EXERCISE DIRECTIONS
Where an entry contains a picture, skip the picture and write out everything else exactly.

GIVEN RECORDS
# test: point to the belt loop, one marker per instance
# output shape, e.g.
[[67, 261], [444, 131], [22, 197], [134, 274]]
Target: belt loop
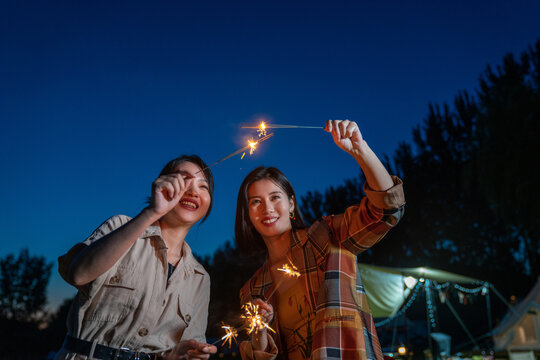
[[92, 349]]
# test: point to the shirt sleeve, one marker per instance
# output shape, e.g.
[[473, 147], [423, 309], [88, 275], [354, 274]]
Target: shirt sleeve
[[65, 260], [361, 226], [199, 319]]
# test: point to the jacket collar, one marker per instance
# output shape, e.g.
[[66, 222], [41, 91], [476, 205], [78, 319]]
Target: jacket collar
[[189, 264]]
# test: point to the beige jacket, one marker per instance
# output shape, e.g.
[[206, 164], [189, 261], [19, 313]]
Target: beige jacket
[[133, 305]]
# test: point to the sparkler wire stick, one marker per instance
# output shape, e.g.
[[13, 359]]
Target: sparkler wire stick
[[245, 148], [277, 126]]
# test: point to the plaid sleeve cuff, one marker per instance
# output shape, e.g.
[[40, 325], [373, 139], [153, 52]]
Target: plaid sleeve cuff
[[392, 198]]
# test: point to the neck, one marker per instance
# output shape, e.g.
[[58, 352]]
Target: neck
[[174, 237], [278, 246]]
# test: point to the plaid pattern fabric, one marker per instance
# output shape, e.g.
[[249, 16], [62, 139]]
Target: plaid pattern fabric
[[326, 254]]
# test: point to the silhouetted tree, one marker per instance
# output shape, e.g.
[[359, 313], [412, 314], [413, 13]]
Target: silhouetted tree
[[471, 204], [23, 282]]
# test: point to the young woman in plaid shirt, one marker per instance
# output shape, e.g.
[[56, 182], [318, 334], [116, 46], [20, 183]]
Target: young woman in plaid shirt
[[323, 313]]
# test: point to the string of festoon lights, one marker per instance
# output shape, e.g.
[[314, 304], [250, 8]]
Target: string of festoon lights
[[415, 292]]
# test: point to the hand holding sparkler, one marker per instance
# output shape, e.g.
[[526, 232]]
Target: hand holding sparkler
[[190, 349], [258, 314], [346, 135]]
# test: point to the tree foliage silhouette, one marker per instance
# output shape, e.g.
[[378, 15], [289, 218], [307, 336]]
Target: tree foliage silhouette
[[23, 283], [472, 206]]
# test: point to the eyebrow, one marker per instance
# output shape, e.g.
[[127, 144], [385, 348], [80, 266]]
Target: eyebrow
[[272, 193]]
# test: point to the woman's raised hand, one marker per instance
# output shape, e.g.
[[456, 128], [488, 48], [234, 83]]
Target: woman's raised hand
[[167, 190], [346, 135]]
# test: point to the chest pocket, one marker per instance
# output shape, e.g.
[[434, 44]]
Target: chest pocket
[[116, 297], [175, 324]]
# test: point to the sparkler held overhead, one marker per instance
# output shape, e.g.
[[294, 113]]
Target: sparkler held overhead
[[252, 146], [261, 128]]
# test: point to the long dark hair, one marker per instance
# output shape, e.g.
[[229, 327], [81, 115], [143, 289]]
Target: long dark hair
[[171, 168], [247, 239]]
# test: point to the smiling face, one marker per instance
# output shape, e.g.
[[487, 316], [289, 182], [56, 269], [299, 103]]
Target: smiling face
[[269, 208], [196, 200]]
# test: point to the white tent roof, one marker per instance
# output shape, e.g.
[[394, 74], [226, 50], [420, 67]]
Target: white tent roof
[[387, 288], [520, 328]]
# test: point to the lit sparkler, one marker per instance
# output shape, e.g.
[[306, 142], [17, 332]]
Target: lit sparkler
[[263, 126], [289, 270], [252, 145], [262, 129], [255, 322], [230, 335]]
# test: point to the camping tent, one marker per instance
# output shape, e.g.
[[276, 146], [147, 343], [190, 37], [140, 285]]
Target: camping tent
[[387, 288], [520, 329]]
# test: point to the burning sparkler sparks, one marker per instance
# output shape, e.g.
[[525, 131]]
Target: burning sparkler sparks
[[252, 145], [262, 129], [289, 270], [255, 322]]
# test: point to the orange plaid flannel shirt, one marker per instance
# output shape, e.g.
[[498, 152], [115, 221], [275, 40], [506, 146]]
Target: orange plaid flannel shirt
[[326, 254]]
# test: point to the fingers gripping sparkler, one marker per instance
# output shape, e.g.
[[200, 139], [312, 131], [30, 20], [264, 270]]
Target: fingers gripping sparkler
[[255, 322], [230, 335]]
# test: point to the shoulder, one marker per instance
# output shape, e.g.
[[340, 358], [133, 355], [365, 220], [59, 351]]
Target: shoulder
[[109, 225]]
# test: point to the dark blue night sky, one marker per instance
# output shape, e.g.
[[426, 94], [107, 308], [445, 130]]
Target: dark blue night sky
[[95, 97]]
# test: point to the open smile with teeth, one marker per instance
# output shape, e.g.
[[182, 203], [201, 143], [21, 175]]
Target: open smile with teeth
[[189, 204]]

SOLVED EXERCISE
# test: point to the belt loop, one marker per instance
# output shape, e.g.
[[67, 261], [444, 131], [22, 197], [134, 274]]
Target: belt loop
[[92, 349]]
# test: point to the shirt sleeve, one marker per instance
# output shape, e.g.
[[473, 147], [423, 309], [88, 275], [354, 274]]
Target: shirt sleeve
[[65, 260], [361, 226], [199, 319]]
# test: point to the jacket collar, one marker per instance
# output shape, e.g.
[[66, 222], [41, 91], [476, 205], [78, 319]]
Target: jacket collar
[[189, 264]]
# test: point to the beige jacket, one marker per instance
# output shape, e.g.
[[206, 164], [189, 261], [19, 313]]
Target: beige jacket
[[133, 305]]
# test: point to the sparkler wire stick, one marker per instance
# output shape, e.g.
[[13, 359]]
Target: sparkler wire stick
[[245, 148], [277, 126]]
# test: point to the plaid sleeve cuff, one marker per instance
# output shape, e.g.
[[40, 325], [373, 139], [153, 52]]
Target: plaid sleeve cuff
[[392, 198]]
# test: point to the neck, one marker per instance
# output shape, e.g.
[[58, 352]]
Target: neck
[[174, 237], [278, 246]]
# test: point to the plaid pattern fabric, one marker per instance
# output shape, e.g.
[[249, 16], [62, 139]]
Target: plaid pattern fabric
[[326, 254]]
# test: point to the silhouetted tree, one marker per instance
# output shape, e.g.
[[359, 313], [412, 314], [413, 13]]
Target: silhouetted tree
[[471, 204], [23, 282]]
# test: point to the young woman in plaid shirt, one marker per instance
# output shape, e.g.
[[56, 182], [318, 334], [116, 46], [20, 183]]
Target: young woman in plaid shirt
[[323, 313]]
# test: point to the string of festoon lights, one marker per instance
# output shape, e.g.
[[314, 304], [250, 8]]
Target: string of festoon lights
[[415, 292]]
# test: point to the hand holding sparkler, one marker per instance
# output shape, e.g.
[[526, 232]]
Target: hand holding sparkler
[[190, 349], [258, 314], [346, 135]]
# test: point to the tree foliage silhouette, one marker per instance
# output shape, e.g.
[[378, 15], [289, 218], [307, 336]]
Target: tree foliage silhouette
[[23, 283], [472, 206]]
# test: point to the eyebrow, one marker per instance
# output shape, e.g.
[[127, 144], [385, 348], [80, 266]]
Target: eyebrow
[[272, 193]]
# test: point to the woman's raised hand, one marker per instance
# output shape, e.g.
[[456, 128], [488, 48], [234, 83]]
Target: woman's raised hand
[[167, 190], [346, 135]]
# test: point to the chest pocket, one marker per instance
# output shape, e.g.
[[434, 44]]
Target: chest pocket
[[116, 297], [175, 324]]
# test: point to the sparkler held overhead, one marker per instance
# output shape, e.g.
[[294, 113]]
Target: sparkler held overhead
[[252, 146], [261, 128]]
# test: point to the long dark hair, one marker per instance
# output shape, e.g.
[[229, 327], [81, 115], [143, 289]]
Target: long dark hair
[[171, 168], [247, 239]]
# test: point to the smiling face, one marker per instance
# output shape, e.g.
[[487, 316], [289, 182], [56, 269], [299, 103]]
Target: smiling face
[[269, 208], [196, 200]]
# test: point to the white tent roof, one marker per instance
# output shape, e.g.
[[394, 74], [226, 50], [420, 67]]
Target: white tent roof
[[387, 288], [520, 328]]
# test: point to the lit sparkler, one marker per instance
# output shape, e.g.
[[306, 142], [17, 332]]
Target: lit sparkler
[[263, 126], [289, 270], [252, 145], [262, 129], [255, 322], [230, 335]]
# test: point to the camping tent, one marker per instance
# output shape, e.g.
[[276, 146], [147, 343], [190, 37], [140, 285]]
Target: camping tent
[[387, 288], [520, 329]]
# test: point to the burning sparkler sparks, one marker per instance
# output shape, e.g.
[[525, 131]]
Target: burning sparkler sparks
[[252, 145], [262, 129], [289, 270], [255, 322]]
# test: point to the orange plaid flannel shirt, one marker per instance
# output shape, e.g.
[[498, 152], [115, 221], [275, 40], [506, 146]]
Target: orange plaid flannel shirt
[[326, 254]]
# test: point to the fingers gripping sparkler, one marker per instance
# output shape, e.g.
[[200, 139], [312, 131], [30, 20], [264, 270]]
Target: fingers gripping sparkler
[[255, 322], [230, 335]]
# test: point to the shoulder, one marker per instance
# output shape, e.g.
[[340, 358], [133, 355], [365, 220], [59, 351]]
Target: shoulder
[[109, 225]]
# test: point to the dark blue night sky, one marker per instance
# output shape, e.g.
[[426, 94], [107, 308], [445, 130]]
Target: dark blue night sky
[[95, 97]]
# test: point to the open smile with teeth, one marker per instance
# output shape, e.g.
[[182, 203], [201, 143], [21, 175]]
Target: open smile with teeth
[[189, 204]]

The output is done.